Instructions for the task:
Could you rewrite the stretch from the start of the records through the line containing "negative clicks: (80, 383)" as a numbered list, skipping blank lines and leaving the pictures out?

[Data entries]

# # # # #

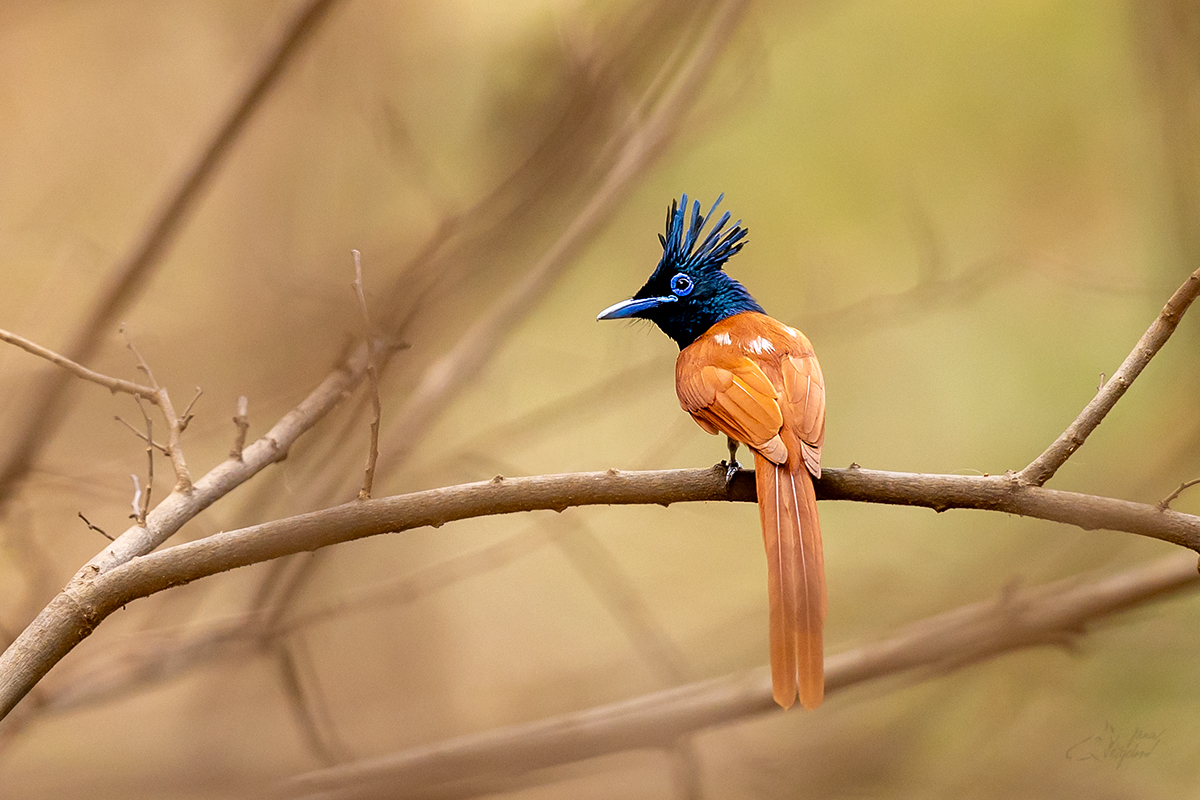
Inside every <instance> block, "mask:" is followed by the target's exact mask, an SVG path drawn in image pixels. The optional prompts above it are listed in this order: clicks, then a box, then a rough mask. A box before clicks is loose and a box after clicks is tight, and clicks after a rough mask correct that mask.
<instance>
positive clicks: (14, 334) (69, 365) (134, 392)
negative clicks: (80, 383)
mask: <svg viewBox="0 0 1200 800" xmlns="http://www.w3.org/2000/svg"><path fill="white" fill-rule="evenodd" d="M0 342H7V343H8V344H14V345H17V347H19V348H20V349H22V350H24V351H25V353H31V354H34V355H36V356H37V357H40V359H46V360H47V361H49V362H50V363H54V365H58V366H60V367H62V368H64V369H66V371H67V372H70V373H71V374H72V375H76V377H77V378H83V379H84V380H90V381H91V383H94V384H98V385H101V386H103V387H104V389H107V390H108V391H110V392H114V393H115V392H125V393H126V395H133V396H134V397H140V398H142V399H146V401H150V402H151V403H155V404H157V403H158V390H156V389H155V387H154V386H143V385H142V384H136V383H133V381H132V380H121V379H120V378H110V377H109V375H103V374H101V373H98V372H92V371H91V369H89V368H88V367H85V366H83V365H82V363H76V362H74V361H72V360H71V359H68V357H66V356H65V355H60V354H58V353H55V351H54V350H50V349H49V348H44V347H42V345H41V344H37V343H36V342H30V341H29V339H26V338H25V337H24V336H18V335H17V333H12V332H10V331H5V330H0Z"/></svg>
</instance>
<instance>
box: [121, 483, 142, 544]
mask: <svg viewBox="0 0 1200 800" xmlns="http://www.w3.org/2000/svg"><path fill="white" fill-rule="evenodd" d="M130 480H132V481H133V501H132V503H131V504H130V505H131V506H133V513H131V515H130V518H131V519H133V521H136V522H137V524H138V528H145V527H146V521H145V519H143V518H142V481H139V480H138V474H137V473H130ZM113 541H114V542H115V541H116V540H115V539H114V540H113Z"/></svg>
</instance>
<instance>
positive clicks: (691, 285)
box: [671, 272, 696, 297]
mask: <svg viewBox="0 0 1200 800" xmlns="http://www.w3.org/2000/svg"><path fill="white" fill-rule="evenodd" d="M695 288H696V284H695V283H692V282H691V278H689V277H688V276H686V275H684V273H683V272H679V273H678V275H676V276H674V277H673V278H671V291H673V293H674V295H676V296H677V297H686V296H688V295H690V294H691V290H692V289H695Z"/></svg>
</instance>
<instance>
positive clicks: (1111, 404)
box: [1019, 270, 1200, 486]
mask: <svg viewBox="0 0 1200 800" xmlns="http://www.w3.org/2000/svg"><path fill="white" fill-rule="evenodd" d="M1198 294H1200V270H1196V271H1195V272H1193V273H1192V275H1189V276H1188V278H1187V279H1186V281H1184V282H1183V284H1182V285H1180V288H1178V289H1176V290H1175V294H1174V295H1171V299H1170V300H1168V301H1166V305H1165V306H1164V307H1163V311H1162V312H1160V313H1159V314H1158V318H1157V319H1154V321H1153V323H1152V324H1151V326H1150V329H1147V331H1146V332H1145V333H1144V335H1142V337H1141V338H1140V339H1139V341H1138V344H1136V345H1135V347H1134V349H1133V351H1132V353H1130V354H1129V355H1128V356H1127V357H1126V360H1124V362H1123V363H1122V365H1121V368H1118V369H1117V371H1116V372H1115V373H1112V378H1110V379H1109V380H1108V381H1106V383H1104V385H1103V386H1102V387H1100V390H1099V391H1098V392H1097V393H1096V397H1093V398H1092V402H1091V403H1088V404H1087V405H1086V407H1085V408H1084V410H1082V411H1080V414H1079V416H1078V417H1076V419H1075V421H1074V422H1072V423H1070V425H1069V426H1068V427H1067V429H1066V431H1063V432H1062V435H1060V437H1058V438H1057V439H1055V441H1054V444H1051V445H1050V446H1049V447H1046V450H1045V452H1043V453H1042V455H1040V456H1038V457H1037V458H1034V459H1033V462H1032V463H1030V465H1028V467H1026V468H1025V469H1022V470H1021V471H1020V475H1019V479H1020V481H1021V482H1022V483H1027V485H1031V486H1042V485H1044V483H1045V482H1046V481H1049V480H1050V479H1051V477H1052V476H1054V474H1055V473H1056V471H1058V468H1060V467H1062V465H1063V464H1064V463H1067V459H1068V458H1070V456H1072V453H1074V452H1075V451H1076V450H1079V449H1080V446H1082V444H1084V443H1085V441H1086V440H1087V437H1088V434H1091V433H1092V431H1094V429H1096V427H1097V426H1098V425H1099V423H1100V422H1102V421H1103V420H1104V417H1105V415H1108V413H1109V411H1111V410H1112V407H1114V405H1116V403H1117V401H1118V399H1121V397H1122V396H1123V395H1124V393H1126V390H1127V389H1129V386H1130V385H1132V384H1133V381H1134V380H1135V379H1136V378H1138V375H1140V374H1141V371H1142V369H1145V367H1146V365H1147V363H1150V360H1151V359H1153V357H1154V354H1157V353H1158V351H1159V349H1162V347H1163V345H1164V344H1166V339H1169V338H1170V337H1171V333H1174V332H1175V329H1176V326H1178V324H1180V320H1181V319H1182V318H1183V313H1184V312H1186V311H1187V309H1188V306H1190V305H1192V301H1193V300H1195V299H1196V295H1198Z"/></svg>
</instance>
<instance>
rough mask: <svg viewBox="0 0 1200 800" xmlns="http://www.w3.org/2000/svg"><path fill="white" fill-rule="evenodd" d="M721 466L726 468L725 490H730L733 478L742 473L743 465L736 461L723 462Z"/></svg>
mask: <svg viewBox="0 0 1200 800" xmlns="http://www.w3.org/2000/svg"><path fill="white" fill-rule="evenodd" d="M720 465H721V467H724V468H725V488H730V485H731V483H733V476H734V475H737V474H738V473H740V471H742V464H739V463H738V462H736V461H722V462H721V463H720Z"/></svg>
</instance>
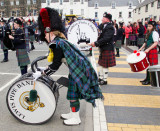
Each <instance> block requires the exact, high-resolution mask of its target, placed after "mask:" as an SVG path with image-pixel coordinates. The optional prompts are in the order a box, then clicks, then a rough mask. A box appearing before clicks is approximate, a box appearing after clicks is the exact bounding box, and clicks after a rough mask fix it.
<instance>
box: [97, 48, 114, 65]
mask: <svg viewBox="0 0 160 131" xmlns="http://www.w3.org/2000/svg"><path fill="white" fill-rule="evenodd" d="M98 64H99V65H101V66H103V67H105V68H108V67H112V66H116V59H115V53H114V51H107V50H104V51H102V52H101V54H100V56H99V60H98Z"/></svg>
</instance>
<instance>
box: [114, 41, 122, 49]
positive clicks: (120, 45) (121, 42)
mask: <svg viewBox="0 0 160 131" xmlns="http://www.w3.org/2000/svg"><path fill="white" fill-rule="evenodd" d="M121 45H122V41H121V40H117V41H116V43H115V48H121Z"/></svg>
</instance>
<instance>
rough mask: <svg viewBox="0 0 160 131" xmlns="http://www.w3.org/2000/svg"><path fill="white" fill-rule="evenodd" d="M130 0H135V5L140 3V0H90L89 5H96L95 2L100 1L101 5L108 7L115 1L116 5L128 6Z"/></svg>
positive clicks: (92, 5)
mask: <svg viewBox="0 0 160 131" xmlns="http://www.w3.org/2000/svg"><path fill="white" fill-rule="evenodd" d="M130 1H131V2H133V6H137V5H138V4H139V1H138V0H89V1H88V6H89V7H94V5H95V3H98V6H99V7H106V6H111V4H112V2H115V3H116V6H128V5H129V2H130Z"/></svg>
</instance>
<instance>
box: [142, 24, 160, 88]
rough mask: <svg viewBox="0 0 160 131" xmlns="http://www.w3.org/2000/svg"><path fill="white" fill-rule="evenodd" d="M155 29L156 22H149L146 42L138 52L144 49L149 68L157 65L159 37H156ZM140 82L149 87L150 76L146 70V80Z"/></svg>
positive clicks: (156, 36)
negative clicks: (149, 67) (157, 48)
mask: <svg viewBox="0 0 160 131" xmlns="http://www.w3.org/2000/svg"><path fill="white" fill-rule="evenodd" d="M155 29H156V22H155V21H149V22H148V27H147V30H148V32H147V36H146V42H145V43H144V44H143V46H142V47H141V48H140V49H139V51H141V50H142V49H143V48H145V50H144V52H145V53H146V55H147V58H148V61H149V64H150V66H153V65H157V64H158V51H157V45H158V40H159V35H158V32H157V31H155ZM140 82H142V85H149V84H150V75H149V71H148V69H147V72H146V79H144V80H143V81H140Z"/></svg>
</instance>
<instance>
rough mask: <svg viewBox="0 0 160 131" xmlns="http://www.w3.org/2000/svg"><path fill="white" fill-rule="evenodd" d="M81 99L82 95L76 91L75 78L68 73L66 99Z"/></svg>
mask: <svg viewBox="0 0 160 131" xmlns="http://www.w3.org/2000/svg"><path fill="white" fill-rule="evenodd" d="M79 99H82V95H81V94H80V93H79V91H78V87H77V84H76V82H75V80H74V79H73V78H72V77H71V75H69V86H68V91H67V100H79Z"/></svg>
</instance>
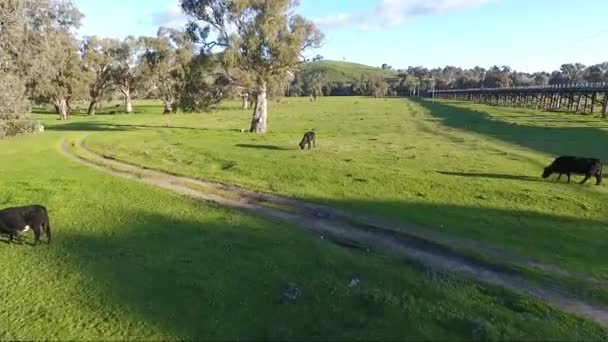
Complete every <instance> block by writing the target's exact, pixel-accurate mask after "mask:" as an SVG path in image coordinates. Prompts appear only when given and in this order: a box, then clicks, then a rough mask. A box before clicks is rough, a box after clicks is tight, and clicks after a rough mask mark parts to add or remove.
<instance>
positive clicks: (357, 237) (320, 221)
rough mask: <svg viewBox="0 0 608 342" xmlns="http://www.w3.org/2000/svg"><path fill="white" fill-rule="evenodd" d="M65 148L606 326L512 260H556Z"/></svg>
mask: <svg viewBox="0 0 608 342" xmlns="http://www.w3.org/2000/svg"><path fill="white" fill-rule="evenodd" d="M61 150H62V152H63V153H65V154H66V155H68V156H70V157H72V158H76V159H77V160H79V161H80V162H82V163H85V164H87V165H89V166H92V167H95V168H97V169H98V170H101V171H103V172H106V173H110V174H112V175H115V176H121V177H124V178H129V179H136V180H139V181H142V182H145V183H148V184H151V185H155V186H159V187H162V188H165V189H168V190H171V191H174V192H177V193H180V194H182V195H186V196H188V197H191V198H193V199H196V200H200V201H209V202H214V203H217V204H220V205H222V206H226V207H230V208H235V209H239V210H244V211H247V212H250V213H252V214H255V215H260V216H263V217H266V218H272V219H280V220H287V221H290V222H294V223H297V224H298V225H300V226H302V227H304V228H306V229H308V230H309V231H311V232H314V233H315V234H319V235H320V236H321V237H322V238H324V239H327V240H330V241H332V242H334V243H337V244H340V245H346V246H350V247H355V248H359V249H362V250H370V249H376V250H381V251H391V252H393V253H396V254H398V255H401V256H403V257H404V258H407V259H409V260H415V261H417V262H419V263H421V264H423V265H425V266H428V267H432V268H435V269H440V270H443V271H446V272H453V273H457V274H460V275H463V276H466V277H468V278H471V279H474V280H477V281H480V282H485V283H489V284H493V285H498V286H501V287H504V288H506V289H509V290H511V291H513V292H516V293H520V294H524V295H527V296H532V297H534V298H537V299H539V300H542V301H545V302H547V303H549V304H552V305H554V306H556V307H558V308H560V309H562V310H564V311H566V312H570V313H573V314H576V315H579V316H582V317H585V318H587V319H590V320H593V321H595V322H597V323H599V324H601V325H603V326H605V327H608V309H607V308H605V307H602V306H600V305H597V304H593V303H589V302H586V301H584V300H581V299H577V298H576V297H574V296H572V295H569V294H567V293H566V292H565V291H562V290H557V289H556V288H555V287H553V286H551V287H549V286H540V285H538V284H534V283H533V282H531V281H529V280H527V279H526V278H525V276H523V275H522V274H520V273H519V272H517V271H516V269H515V268H514V267H511V266H509V265H508V264H509V263H512V264H513V263H515V262H517V261H519V262H521V263H522V264H524V265H527V266H530V267H537V268H541V269H543V270H552V271H554V272H556V273H558V274H559V275H567V276H572V274H570V273H568V272H565V271H564V270H561V269H559V268H558V267H555V266H552V265H544V264H541V263H538V262H535V261H530V260H524V259H521V258H518V257H516V256H514V255H510V254H508V253H506V252H505V251H499V250H496V249H490V248H487V247H485V246H482V245H480V244H479V243H476V242H472V241H466V240H458V239H451V238H446V237H444V236H440V235H439V234H437V233H434V232H429V231H427V230H425V229H423V228H421V227H417V226H409V225H398V226H397V225H394V224H393V225H391V224H390V223H388V222H380V221H377V220H371V219H368V218H364V217H359V216H354V215H352V214H349V213H345V212H344V211H341V210H337V209H335V208H331V207H327V206H324V205H318V204H313V203H308V202H304V201H300V200H296V199H292V198H287V197H282V196H277V195H270V194H264V193H259V192H255V191H250V190H246V189H243V188H240V187H236V186H232V185H226V184H220V183H215V182H207V181H202V180H197V179H192V178H188V177H183V176H178V175H175V174H169V173H166V172H161V171H156V170H150V169H146V168H142V167H140V166H137V165H133V164H129V163H125V162H122V161H118V160H115V159H113V158H111V157H107V156H103V155H100V154H97V153H95V152H93V151H90V150H88V149H87V148H86V147H85V146H84V145H83V144H82V142H79V143H71V144H70V143H68V142H67V141H64V142H63V143H62V145H61ZM383 223H385V224H386V225H383ZM454 245H456V246H457V247H461V248H465V247H466V248H469V249H473V250H476V251H482V252H483V253H485V254H488V255H491V256H495V257H500V258H501V262H500V263H492V262H489V261H486V260H481V259H477V258H474V257H472V256H471V255H469V254H467V253H463V252H459V251H458V250H457V249H454V248H453V246H454ZM507 261H508V262H507ZM512 266H513V265H512Z"/></svg>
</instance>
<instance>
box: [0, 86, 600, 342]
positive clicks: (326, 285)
mask: <svg viewBox="0 0 608 342" xmlns="http://www.w3.org/2000/svg"><path fill="white" fill-rule="evenodd" d="M112 108H113V107H109V108H107V109H105V110H101V111H100V112H99V113H100V114H99V115H98V116H96V117H84V116H74V117H73V118H72V119H71V120H70V121H68V122H59V121H57V120H56V116H54V115H47V114H38V115H37V116H38V118H39V119H41V120H42V122H43V123H44V125H45V126H46V132H44V133H43V134H38V135H32V136H20V137H17V138H13V139H7V140H4V141H0V161H1V162H2V164H3V167H2V168H1V169H0V184H1V187H2V189H3V191H2V192H0V203H2V205H3V206H10V205H19V204H22V203H35V202H39V203H43V204H45V205H46V206H47V207H48V208H49V214H50V215H51V220H52V226H53V228H54V231H53V233H54V236H53V238H54V241H53V244H51V245H50V246H39V247H36V248H32V247H29V246H27V245H10V246H9V245H6V244H0V257H1V258H2V260H3V272H1V273H0V288H1V289H2V293H3V296H2V297H1V298H0V307H1V308H2V309H1V310H0V322H2V323H1V324H0V338H2V339H43V338H44V339H63V340H65V339H79V340H84V339H104V340H108V339H109V340H117V339H152V340H165V339H214V338H215V339H323V340H327V339H404V338H409V339H413V338H419V339H446V338H462V339H500V338H510V339H522V338H533V339H548V338H554V339H555V338H571V339H574V338H576V339H600V338H605V336H606V330H605V329H603V328H601V327H599V326H597V325H595V324H593V323H590V322H589V321H585V320H582V319H579V318H576V317H574V316H572V315H570V314H565V313H563V312H561V311H559V310H556V309H554V308H552V307H550V306H548V305H546V304H544V303H541V302H538V301H536V300H533V299H530V298H526V297H522V296H519V295H516V294H513V293H511V292H508V291H505V290H502V289H499V288H496V287H493V286H489V285H484V284H480V283H476V282H472V281H469V280H466V279H464V278H461V277H459V276H456V275H451V274H446V273H442V272H437V271H434V270H432V269H429V268H426V267H424V266H421V265H419V264H416V263H410V262H407V261H404V260H402V259H400V258H397V257H396V256H394V255H392V254H390V253H382V252H379V251H373V252H364V251H361V250H357V249H348V248H344V247H340V246H336V245H334V244H332V243H329V242H327V241H325V240H322V239H319V237H318V236H315V235H313V234H310V233H308V232H306V231H304V230H302V229H301V228H300V227H298V226H297V224H295V223H286V222H283V221H277V220H267V219H263V218H260V217H256V216H251V215H249V214H245V213H242V212H238V211H235V210H230V209H226V208H222V207H219V206H217V205H213V204H204V203H199V202H196V201H194V200H192V199H188V198H185V197H182V196H178V195H175V194H173V193H171V192H168V191H165V190H161V189H157V188H155V187H153V186H150V185H145V184H142V183H139V182H136V181H131V180H124V179H121V178H117V177H114V176H112V175H109V174H105V173H103V172H100V171H99V170H95V169H93V168H90V167H88V166H86V165H83V164H81V163H79V162H77V161H76V160H74V159H72V158H70V157H69V156H66V155H65V154H63V153H62V152H61V151H60V147H59V146H60V144H61V143H62V142H63V141H65V140H66V139H67V140H68V141H80V140H83V141H84V144H85V145H86V146H87V147H88V148H90V149H91V150H93V151H96V152H99V153H102V154H103V155H106V156H110V157H112V158H115V159H118V160H122V161H126V162H130V163H133V164H137V165H141V166H145V167H147V168H154V169H158V170H165V171H169V172H172V173H176V174H181V175H186V176H191V177H196V178H201V179H210V180H217V181H221V182H225V183H231V184H238V185H241V186H243V187H246V188H251V189H257V190H261V191H266V192H272V193H277V194H283V195H289V196H293V197H297V198H301V199H305V200H308V201H312V202H319V203H323V204H328V205H331V206H333V207H337V208H342V209H345V210H347V211H351V212H355V213H357V214H358V215H361V216H369V217H374V218H378V219H379V220H388V221H391V222H403V223H415V224H417V225H420V226H423V227H426V228H428V229H429V230H431V231H433V232H436V233H438V234H442V235H445V236H453V237H455V238H462V239H469V240H474V241H479V242H481V243H483V244H485V245H487V246H491V247H496V248H501V249H504V250H508V251H512V252H513V253H516V254H518V255H522V256H524V257H529V258H535V259H538V260H541V261H543V262H547V263H552V264H557V265H559V266H560V267H563V268H564V269H566V270H568V271H572V272H580V273H586V274H589V275H590V276H592V277H594V278H595V279H599V281H606V280H607V278H608V267H606V264H605V262H604V260H605V258H606V256H608V253H607V252H606V250H605V243H604V242H603V241H604V237H605V234H606V224H607V222H606V220H607V217H608V216H607V214H608V204H606V201H605V199H606V196H607V195H608V192H607V190H606V188H605V185H603V186H599V187H596V186H595V185H592V184H593V182H589V183H588V184H586V185H583V186H580V185H578V184H576V183H572V184H566V183H564V182H562V183H557V182H552V181H548V180H542V179H541V178H540V174H541V172H542V168H543V167H544V166H546V165H548V164H549V163H550V162H551V160H552V159H553V158H554V157H555V155H556V154H568V153H573V154H587V155H590V156H597V157H600V158H602V159H604V160H606V159H608V158H606V157H608V152H606V151H605V149H604V148H603V146H602V144H601V142H602V141H603V140H605V138H606V134H608V133H607V132H606V129H607V127H608V126H606V124H605V123H604V122H603V121H600V120H599V119H594V118H588V117H581V116H569V115H566V114H555V113H538V112H534V111H526V110H519V109H517V110H514V109H509V108H494V107H489V106H479V105H473V104H466V103H452V102H435V103H430V102H428V101H423V102H414V101H411V100H406V99H386V100H384V99H382V100H374V99H368V98H354V97H348V98H321V99H320V100H319V101H318V102H317V103H310V102H308V100H307V99H304V98H299V99H298V98H289V99H283V100H282V102H281V103H275V102H273V103H272V104H271V105H270V133H269V134H267V135H259V136H258V135H251V134H248V133H241V132H240V129H242V128H245V127H247V126H248V122H249V120H250V113H249V112H248V111H247V112H243V111H241V110H240V109H238V105H237V104H236V103H226V104H224V105H222V106H221V107H219V108H217V109H216V110H215V111H214V112H212V113H201V114H177V115H166V116H163V115H161V114H160V112H161V111H162V106H160V105H159V104H158V103H157V102H156V101H142V102H139V103H136V104H135V110H136V111H139V112H140V113H138V114H132V115H106V114H104V112H105V113H107V112H108V111H110V110H112ZM310 128H315V130H316V132H317V148H316V149H314V150H310V151H301V150H300V149H299V147H298V146H297V143H298V142H299V140H300V138H301V136H302V134H303V133H304V131H305V130H306V129H310ZM574 179H575V180H579V179H580V176H579V177H576V176H575V177H574ZM527 271H529V272H531V277H539V278H538V279H541V275H540V273H538V272H536V271H532V270H527ZM354 277H356V278H359V279H360V280H361V283H360V285H359V286H357V287H352V288H351V287H349V286H348V285H349V282H350V281H351V280H352V279H353V278H354ZM290 283H294V284H296V286H297V287H298V288H299V289H301V295H300V296H299V297H298V298H296V299H295V300H289V299H288V298H286V297H285V295H284V292H285V289H284V287H285V286H287V285H288V284H290ZM575 285H576V284H575ZM564 286H566V287H569V286H574V285H572V284H568V283H566V284H564ZM584 291H586V293H584V295H585V296H587V297H590V298H594V299H597V300H598V301H602V302H604V301H608V300H607V299H606V298H608V296H606V294H605V293H604V290H603V289H602V288H595V287H590V288H586V290H584Z"/></svg>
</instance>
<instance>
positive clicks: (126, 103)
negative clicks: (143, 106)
mask: <svg viewBox="0 0 608 342" xmlns="http://www.w3.org/2000/svg"><path fill="white" fill-rule="evenodd" d="M123 94H124V95H125V107H126V110H125V111H126V112H127V114H131V113H132V112H133V104H132V103H131V93H130V92H125V93H123Z"/></svg>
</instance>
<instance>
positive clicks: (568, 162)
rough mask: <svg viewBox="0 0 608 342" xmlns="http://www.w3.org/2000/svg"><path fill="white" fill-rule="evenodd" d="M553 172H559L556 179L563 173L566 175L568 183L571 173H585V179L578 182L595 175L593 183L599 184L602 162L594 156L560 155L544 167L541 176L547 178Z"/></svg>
mask: <svg viewBox="0 0 608 342" xmlns="http://www.w3.org/2000/svg"><path fill="white" fill-rule="evenodd" d="M553 173H559V177H557V180H559V179H560V178H561V177H562V175H563V174H564V173H565V174H566V175H567V176H568V183H570V174H572V173H574V174H582V175H585V179H583V180H582V181H581V182H580V184H584V183H585V182H586V181H587V180H588V179H589V178H591V177H595V179H596V183H595V184H596V185H600V184H601V183H602V162H601V161H600V160H599V159H596V158H584V157H573V156H560V157H557V158H555V160H554V161H553V163H551V165H549V166H547V167H546V168H545V170H544V172H543V175H542V177H543V178H547V177H549V176H551V175H552V174H553Z"/></svg>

# # # # #

Answer area:
1. Inside every <instance> block, "mask:" is followed by the target's exact mask, an SVG path drawn in image pixels. The optional prompts above it are listed in this order: clicks, then a box, then a rough mask. A box before clicks is loose and a box after clicks is tight, and clicks after a rough mask correct that mask.
2. <instance>
3. positive clicks: (14, 334) (69, 365) (134, 392)
4. negative clicks: (80, 383)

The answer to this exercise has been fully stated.